**Requirement**
Repeat exactly the lines from the line containing "Task: set a dot on every instance of the white refrigerator" to the last line of the listing, including both.

***** Dataset records *****

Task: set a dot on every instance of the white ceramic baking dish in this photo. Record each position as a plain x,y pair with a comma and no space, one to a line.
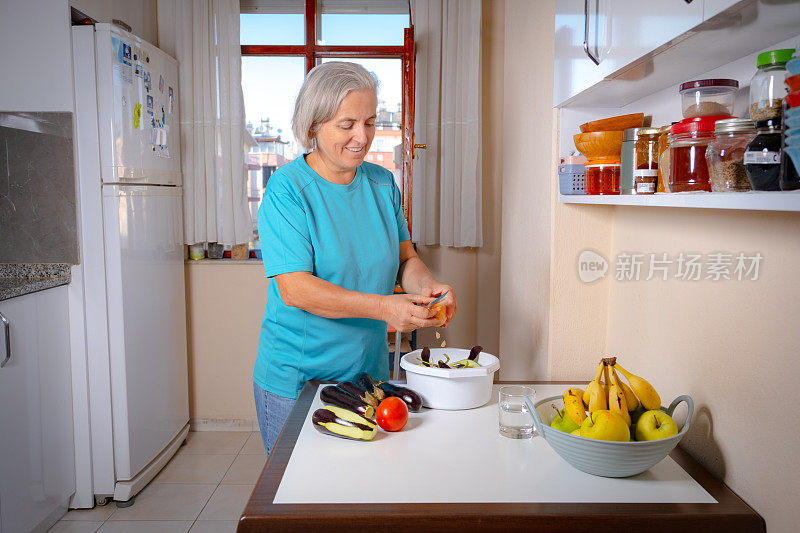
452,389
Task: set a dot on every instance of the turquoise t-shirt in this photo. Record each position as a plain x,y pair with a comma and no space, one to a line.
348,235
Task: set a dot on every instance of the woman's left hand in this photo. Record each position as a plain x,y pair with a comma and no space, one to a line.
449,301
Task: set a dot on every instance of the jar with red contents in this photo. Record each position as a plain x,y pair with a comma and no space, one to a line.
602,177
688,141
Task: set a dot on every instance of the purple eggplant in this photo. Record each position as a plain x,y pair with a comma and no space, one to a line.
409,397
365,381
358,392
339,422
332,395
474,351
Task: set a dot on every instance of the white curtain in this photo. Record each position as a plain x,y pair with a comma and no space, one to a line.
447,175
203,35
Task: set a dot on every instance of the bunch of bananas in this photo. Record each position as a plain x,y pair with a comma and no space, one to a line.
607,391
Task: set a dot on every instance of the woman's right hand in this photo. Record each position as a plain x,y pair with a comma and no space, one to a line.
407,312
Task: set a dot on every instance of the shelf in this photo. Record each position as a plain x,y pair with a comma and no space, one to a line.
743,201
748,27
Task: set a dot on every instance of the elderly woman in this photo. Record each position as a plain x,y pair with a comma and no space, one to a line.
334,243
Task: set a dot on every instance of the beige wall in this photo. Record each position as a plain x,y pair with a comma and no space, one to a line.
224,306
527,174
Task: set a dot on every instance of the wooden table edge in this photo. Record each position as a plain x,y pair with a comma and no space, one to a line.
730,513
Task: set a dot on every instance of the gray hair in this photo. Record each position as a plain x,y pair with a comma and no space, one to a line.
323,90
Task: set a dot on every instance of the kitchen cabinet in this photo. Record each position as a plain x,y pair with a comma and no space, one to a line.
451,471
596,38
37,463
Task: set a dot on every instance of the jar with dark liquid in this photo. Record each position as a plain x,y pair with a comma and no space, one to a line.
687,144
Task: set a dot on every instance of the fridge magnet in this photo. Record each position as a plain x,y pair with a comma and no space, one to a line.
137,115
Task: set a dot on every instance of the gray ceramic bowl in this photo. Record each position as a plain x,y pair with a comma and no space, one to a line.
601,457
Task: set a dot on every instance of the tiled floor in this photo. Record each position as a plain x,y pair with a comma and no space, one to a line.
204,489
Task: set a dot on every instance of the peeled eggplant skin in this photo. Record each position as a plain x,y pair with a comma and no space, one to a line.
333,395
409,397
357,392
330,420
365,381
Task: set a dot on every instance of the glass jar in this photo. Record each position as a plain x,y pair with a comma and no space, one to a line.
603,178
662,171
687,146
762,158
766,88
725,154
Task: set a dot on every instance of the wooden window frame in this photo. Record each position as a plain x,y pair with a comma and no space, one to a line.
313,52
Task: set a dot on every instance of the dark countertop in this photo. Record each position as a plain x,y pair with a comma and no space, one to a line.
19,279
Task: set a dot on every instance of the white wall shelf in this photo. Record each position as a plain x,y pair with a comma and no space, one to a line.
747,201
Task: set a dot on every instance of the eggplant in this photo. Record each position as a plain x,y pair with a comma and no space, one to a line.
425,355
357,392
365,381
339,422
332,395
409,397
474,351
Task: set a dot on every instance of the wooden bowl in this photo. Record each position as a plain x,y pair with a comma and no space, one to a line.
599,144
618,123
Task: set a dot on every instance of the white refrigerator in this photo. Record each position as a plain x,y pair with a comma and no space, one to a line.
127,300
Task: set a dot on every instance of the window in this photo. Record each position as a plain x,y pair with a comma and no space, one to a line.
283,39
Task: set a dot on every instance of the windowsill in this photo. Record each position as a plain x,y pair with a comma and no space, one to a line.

*****

**Reply**
Task: set a dot on every instance of the white refrigerator in this photo. Record each position as a plain x,y pair with a comma and no space, one to a line.
127,300
Task: set a dot on every instance of the window in this photo. Record each position as a plain x,y pair with a comma and no space, one to a line.
283,39
Task: set a dot on every instance of the windowsill in this photo. Record each position as a plain x,y pair with a comma and no space, one to a line.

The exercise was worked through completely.